Exercise instructions
How many lines in the entries below contain the word "water"? Answer with the number alone.

##### Supplied entries #####

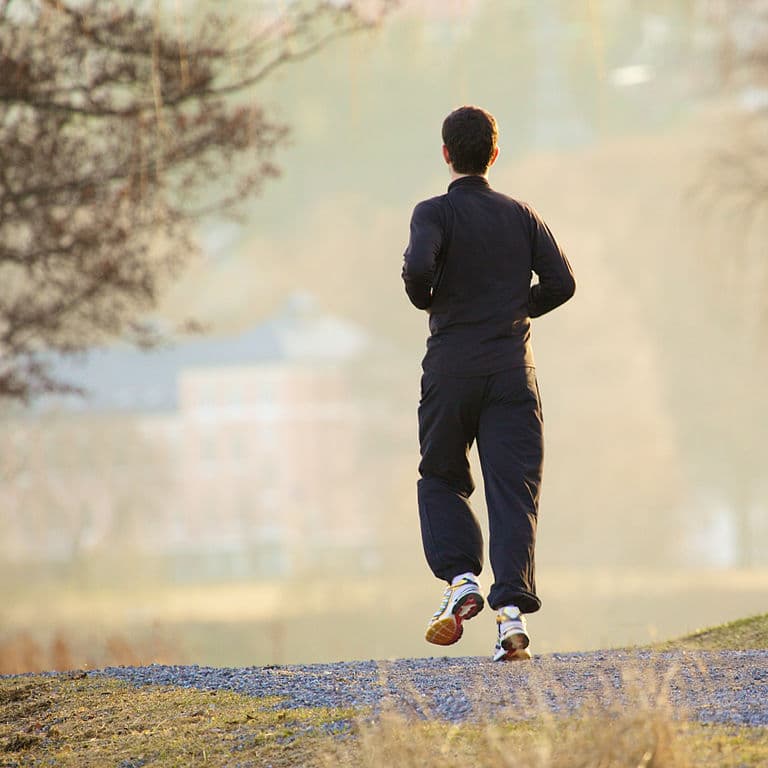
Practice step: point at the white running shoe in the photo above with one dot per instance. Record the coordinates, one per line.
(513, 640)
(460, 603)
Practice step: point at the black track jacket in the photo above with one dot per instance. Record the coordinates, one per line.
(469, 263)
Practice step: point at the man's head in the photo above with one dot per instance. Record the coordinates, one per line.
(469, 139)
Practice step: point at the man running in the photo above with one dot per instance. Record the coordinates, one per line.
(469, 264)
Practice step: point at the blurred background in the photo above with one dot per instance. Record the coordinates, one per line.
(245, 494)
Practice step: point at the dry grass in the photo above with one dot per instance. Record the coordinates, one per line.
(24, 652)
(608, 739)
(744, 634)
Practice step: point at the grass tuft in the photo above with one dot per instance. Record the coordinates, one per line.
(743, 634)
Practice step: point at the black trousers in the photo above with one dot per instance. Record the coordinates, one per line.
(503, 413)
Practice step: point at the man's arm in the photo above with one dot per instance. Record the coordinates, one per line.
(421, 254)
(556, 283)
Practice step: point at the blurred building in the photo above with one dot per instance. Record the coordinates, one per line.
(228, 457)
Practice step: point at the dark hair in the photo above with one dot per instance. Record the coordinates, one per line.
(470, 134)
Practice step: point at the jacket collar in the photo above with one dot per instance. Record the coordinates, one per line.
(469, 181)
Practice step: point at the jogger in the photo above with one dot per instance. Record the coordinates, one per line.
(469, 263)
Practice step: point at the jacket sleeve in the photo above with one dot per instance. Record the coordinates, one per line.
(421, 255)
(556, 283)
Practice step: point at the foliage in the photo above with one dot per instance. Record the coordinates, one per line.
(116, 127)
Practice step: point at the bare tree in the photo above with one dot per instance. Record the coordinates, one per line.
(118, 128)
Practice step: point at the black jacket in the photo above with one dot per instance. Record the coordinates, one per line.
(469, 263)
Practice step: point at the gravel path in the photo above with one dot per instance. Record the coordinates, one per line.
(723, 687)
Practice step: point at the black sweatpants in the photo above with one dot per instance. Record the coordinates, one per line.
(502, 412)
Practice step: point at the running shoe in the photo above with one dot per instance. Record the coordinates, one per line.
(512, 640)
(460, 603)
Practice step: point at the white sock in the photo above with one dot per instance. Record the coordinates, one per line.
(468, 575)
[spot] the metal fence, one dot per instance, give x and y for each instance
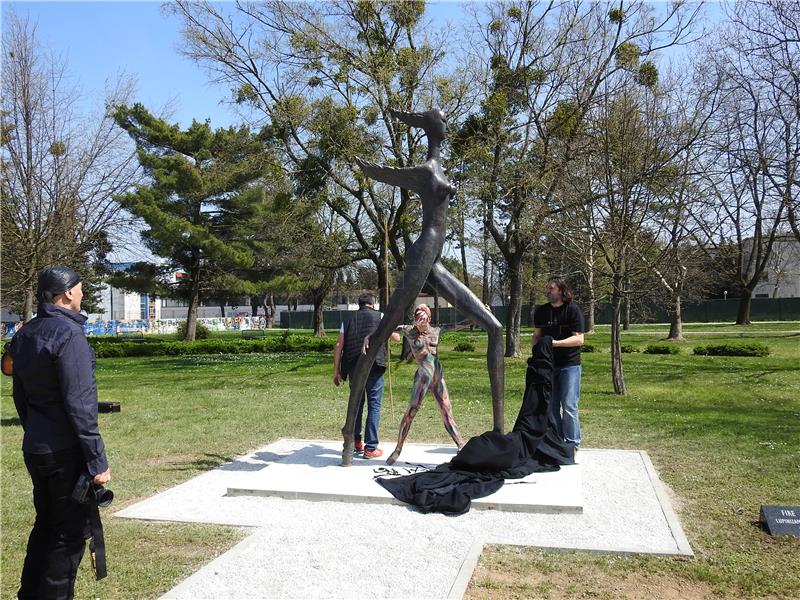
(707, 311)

#####
##### Supplied entries #####

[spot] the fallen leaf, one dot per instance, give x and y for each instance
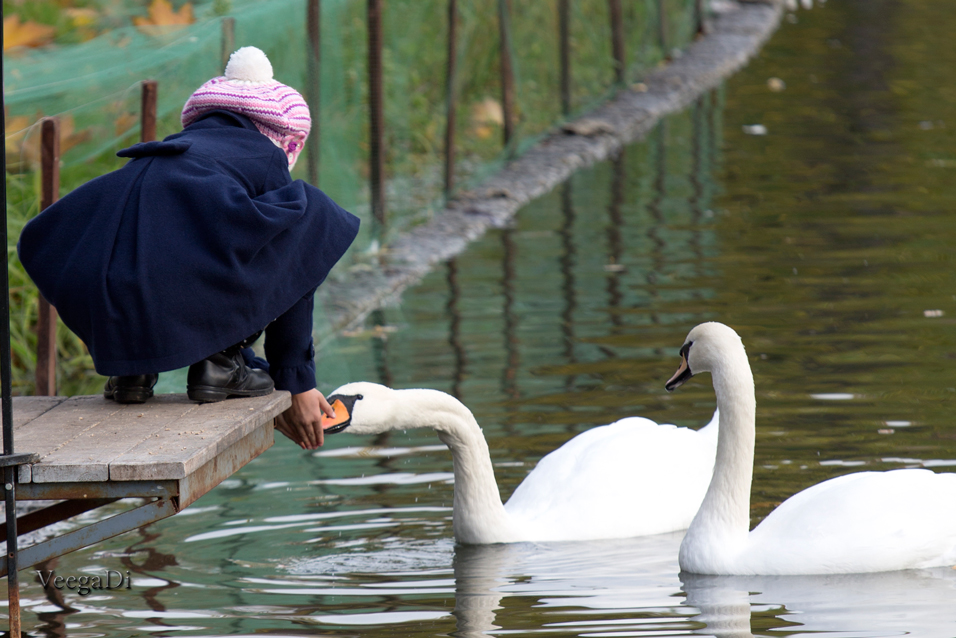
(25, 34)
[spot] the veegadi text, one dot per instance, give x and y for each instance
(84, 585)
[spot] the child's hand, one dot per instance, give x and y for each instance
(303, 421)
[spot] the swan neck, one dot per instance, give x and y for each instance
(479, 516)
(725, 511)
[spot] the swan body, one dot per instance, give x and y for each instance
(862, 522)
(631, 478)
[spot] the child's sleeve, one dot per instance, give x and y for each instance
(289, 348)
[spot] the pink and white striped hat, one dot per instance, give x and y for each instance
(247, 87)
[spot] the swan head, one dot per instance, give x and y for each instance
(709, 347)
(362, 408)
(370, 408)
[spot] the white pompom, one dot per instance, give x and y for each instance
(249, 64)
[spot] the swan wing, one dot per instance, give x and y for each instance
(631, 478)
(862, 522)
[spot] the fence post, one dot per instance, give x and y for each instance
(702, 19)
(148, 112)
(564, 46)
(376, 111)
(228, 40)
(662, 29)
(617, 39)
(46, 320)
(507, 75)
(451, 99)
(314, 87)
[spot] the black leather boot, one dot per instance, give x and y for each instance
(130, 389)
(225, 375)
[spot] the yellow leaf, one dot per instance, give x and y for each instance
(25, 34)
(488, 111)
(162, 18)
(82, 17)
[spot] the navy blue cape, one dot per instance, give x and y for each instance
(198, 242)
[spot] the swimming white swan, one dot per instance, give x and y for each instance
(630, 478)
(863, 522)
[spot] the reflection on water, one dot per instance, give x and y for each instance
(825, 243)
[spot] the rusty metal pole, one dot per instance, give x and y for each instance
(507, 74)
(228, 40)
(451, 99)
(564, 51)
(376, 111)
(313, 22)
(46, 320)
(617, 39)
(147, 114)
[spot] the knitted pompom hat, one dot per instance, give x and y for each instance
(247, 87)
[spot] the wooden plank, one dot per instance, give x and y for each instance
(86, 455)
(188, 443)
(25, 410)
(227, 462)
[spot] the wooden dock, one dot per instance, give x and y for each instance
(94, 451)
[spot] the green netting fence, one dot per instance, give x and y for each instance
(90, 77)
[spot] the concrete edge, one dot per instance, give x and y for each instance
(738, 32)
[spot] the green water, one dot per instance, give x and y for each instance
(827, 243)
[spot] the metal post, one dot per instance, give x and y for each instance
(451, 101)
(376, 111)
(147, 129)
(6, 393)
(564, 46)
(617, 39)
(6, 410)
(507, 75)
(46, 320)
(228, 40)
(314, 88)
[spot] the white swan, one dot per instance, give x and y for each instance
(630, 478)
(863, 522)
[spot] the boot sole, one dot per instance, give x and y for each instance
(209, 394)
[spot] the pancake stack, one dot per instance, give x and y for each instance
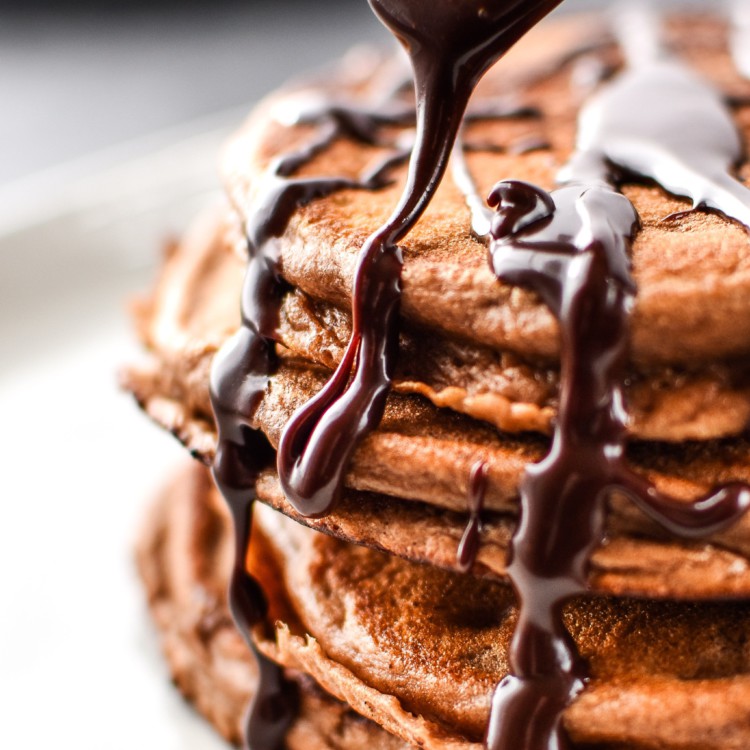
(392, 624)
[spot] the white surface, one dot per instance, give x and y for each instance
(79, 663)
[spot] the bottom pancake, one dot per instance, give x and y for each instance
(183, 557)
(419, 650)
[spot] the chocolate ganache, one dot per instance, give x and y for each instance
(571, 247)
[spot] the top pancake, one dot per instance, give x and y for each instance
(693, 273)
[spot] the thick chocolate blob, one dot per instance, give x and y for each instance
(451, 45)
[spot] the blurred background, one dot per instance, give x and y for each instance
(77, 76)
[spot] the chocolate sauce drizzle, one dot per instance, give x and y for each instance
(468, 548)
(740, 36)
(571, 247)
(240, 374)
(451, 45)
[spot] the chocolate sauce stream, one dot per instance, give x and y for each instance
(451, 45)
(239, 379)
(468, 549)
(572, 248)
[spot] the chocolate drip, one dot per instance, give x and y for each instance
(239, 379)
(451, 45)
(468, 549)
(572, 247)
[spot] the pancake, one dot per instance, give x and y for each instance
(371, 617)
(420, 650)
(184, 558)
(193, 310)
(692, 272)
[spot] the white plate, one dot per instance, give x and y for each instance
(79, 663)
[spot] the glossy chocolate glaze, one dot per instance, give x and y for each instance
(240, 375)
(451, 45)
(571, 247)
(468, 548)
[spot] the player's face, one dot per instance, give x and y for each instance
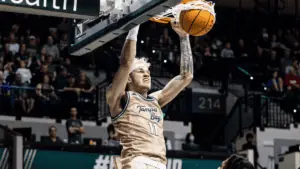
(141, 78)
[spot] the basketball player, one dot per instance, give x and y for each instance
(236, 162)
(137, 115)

#####

Completed task
2